◆ EXERCISE PASSAGE
================================

Partnerships between industry and science are needed to guide technical development and to assess the feasibility of producing the proposed mycoherbicides.
• What types of research and technology would improve the production and delivery of the mycoherbicides?
Research is needed to determine whether the proposed mycoherbicide strains could be produced on a large scale. Research is also needed to guide product formulation, storability, and delivery. The technology to support production and delivery could be identified or developed as needed by an industrial producer.
• What type of testing would be needed before mycoherbicides could be safely and effectively used to eradicate illicit-drug crops (for example, mode-of-action studies)?
A full complement of research documenting the efficacy, specificity, and mode of action of the proposed mycoherbicide products is needed.
For safety assessments, at a minimum, EPA’s toxicology, nontargetorganism, and environmental-fate data requirements for microbial pesticides should be met.
Testing in countries where the mycoherbicides would be used should be done, particularly to address local biodiversity and non-target-risk considerations.
• What would be required under U.S. federal and state laws to test and approve a mycoherbicide of this type, and what guidelines of the International Organisation for Biological and Integrated Control of Noxious Animals and Plants1 would apply?
The committee did not feel comfortable in developing a checklist of testing requirements that must be met, especially with regard to state and international rules, which differ by state and country. The experience from testing registered mycoherbicides suggests that the requirements become part of an evolving process as dictated by the experimental findings with regard to individual organism, host, and conditions. The committee therefore took a more general approach of reviewing and identifying the types of data required for registration in the United States and the special considerations for domestic and international uses of the proposed mycoherbicides.

================================

◆ WHAT IS EXPECTED
Rewrite the mycoherbicide passage from "A full complement" to "should be met.", replacing "efficacy" with "effectiveness".

◆ ENTRIES PROVIDED
================================

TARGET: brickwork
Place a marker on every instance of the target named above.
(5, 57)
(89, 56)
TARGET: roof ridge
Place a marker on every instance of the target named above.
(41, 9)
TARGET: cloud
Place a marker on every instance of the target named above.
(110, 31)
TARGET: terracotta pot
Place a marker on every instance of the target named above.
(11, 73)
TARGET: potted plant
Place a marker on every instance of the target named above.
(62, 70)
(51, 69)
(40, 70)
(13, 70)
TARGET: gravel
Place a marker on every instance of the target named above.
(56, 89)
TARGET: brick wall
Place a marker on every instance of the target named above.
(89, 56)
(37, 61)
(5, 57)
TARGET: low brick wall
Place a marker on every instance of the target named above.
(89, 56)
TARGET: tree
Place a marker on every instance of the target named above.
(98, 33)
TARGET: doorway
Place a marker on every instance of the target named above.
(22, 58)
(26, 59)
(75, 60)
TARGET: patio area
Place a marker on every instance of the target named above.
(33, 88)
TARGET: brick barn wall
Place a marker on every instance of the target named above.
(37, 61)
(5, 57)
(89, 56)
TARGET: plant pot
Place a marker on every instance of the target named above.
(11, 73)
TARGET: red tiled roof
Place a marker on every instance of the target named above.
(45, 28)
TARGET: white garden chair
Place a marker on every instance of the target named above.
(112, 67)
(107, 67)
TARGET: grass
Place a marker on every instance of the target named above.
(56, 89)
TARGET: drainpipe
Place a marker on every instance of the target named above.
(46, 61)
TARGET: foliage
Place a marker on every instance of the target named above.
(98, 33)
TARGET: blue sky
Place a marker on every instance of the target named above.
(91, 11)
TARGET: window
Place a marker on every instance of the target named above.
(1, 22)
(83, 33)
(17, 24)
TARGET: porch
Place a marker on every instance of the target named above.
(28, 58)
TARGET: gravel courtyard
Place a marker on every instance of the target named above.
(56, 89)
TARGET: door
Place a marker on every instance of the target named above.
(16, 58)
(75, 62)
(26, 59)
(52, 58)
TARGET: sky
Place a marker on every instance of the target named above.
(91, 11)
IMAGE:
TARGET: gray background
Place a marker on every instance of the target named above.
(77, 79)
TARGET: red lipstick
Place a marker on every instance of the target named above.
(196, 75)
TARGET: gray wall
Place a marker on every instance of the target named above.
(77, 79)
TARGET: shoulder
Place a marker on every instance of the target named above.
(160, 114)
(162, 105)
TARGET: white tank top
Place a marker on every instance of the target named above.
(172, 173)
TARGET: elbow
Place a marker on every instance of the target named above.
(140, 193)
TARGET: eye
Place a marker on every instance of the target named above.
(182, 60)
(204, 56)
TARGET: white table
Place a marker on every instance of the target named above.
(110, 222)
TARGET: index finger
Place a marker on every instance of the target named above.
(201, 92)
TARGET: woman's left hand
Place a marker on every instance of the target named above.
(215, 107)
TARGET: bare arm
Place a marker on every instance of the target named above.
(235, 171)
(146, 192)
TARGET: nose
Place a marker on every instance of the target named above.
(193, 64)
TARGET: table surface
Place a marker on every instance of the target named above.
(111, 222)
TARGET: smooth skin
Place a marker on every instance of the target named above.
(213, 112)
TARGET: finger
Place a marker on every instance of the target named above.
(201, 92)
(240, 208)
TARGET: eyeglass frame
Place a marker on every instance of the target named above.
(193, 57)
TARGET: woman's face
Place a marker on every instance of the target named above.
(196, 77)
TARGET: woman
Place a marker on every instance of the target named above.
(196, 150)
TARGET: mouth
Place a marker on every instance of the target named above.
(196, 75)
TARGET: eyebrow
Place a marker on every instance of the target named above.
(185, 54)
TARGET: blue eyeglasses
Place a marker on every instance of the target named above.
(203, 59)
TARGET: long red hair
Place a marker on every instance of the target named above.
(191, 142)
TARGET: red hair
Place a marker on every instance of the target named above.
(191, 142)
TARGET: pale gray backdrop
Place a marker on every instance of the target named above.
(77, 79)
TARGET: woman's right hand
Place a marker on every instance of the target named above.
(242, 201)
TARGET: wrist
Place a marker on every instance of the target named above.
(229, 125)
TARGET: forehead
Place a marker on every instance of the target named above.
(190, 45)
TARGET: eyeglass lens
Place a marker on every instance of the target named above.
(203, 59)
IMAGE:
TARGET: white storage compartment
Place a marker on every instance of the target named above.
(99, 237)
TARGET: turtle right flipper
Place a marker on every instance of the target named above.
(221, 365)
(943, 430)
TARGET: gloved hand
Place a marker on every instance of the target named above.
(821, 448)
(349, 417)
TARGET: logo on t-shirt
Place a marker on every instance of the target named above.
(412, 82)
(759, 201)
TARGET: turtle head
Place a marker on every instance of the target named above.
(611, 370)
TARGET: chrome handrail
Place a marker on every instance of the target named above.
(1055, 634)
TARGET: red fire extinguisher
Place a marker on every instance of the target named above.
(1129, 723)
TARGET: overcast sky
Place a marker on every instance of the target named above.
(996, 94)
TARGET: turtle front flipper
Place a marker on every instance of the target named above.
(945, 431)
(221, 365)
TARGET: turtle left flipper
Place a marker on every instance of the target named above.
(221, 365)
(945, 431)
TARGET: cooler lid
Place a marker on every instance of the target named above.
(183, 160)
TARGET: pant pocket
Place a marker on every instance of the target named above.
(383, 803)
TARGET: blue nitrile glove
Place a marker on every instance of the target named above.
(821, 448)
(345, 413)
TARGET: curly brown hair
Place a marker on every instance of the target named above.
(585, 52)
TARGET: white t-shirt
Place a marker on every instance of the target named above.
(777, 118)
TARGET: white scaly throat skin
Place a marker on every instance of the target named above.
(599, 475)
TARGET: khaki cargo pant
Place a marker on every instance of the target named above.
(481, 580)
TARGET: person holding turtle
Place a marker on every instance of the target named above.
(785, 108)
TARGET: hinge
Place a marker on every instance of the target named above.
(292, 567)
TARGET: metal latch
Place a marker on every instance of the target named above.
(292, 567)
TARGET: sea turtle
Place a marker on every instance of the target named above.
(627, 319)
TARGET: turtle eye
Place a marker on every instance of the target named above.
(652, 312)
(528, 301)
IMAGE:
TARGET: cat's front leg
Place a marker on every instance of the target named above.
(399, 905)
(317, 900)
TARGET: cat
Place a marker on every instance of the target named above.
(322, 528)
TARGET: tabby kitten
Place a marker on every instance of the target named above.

================================

◆ RESPONSE BOX
A full complement of research documenting the effectiveness, specificity, and mode of action of the proposed mycoherbicide products is needed.
For safety assessments, at a minimum, EPA’s toxicology, nontargetorganism, and environmental-fate data requirements for microbial pesticides should be met.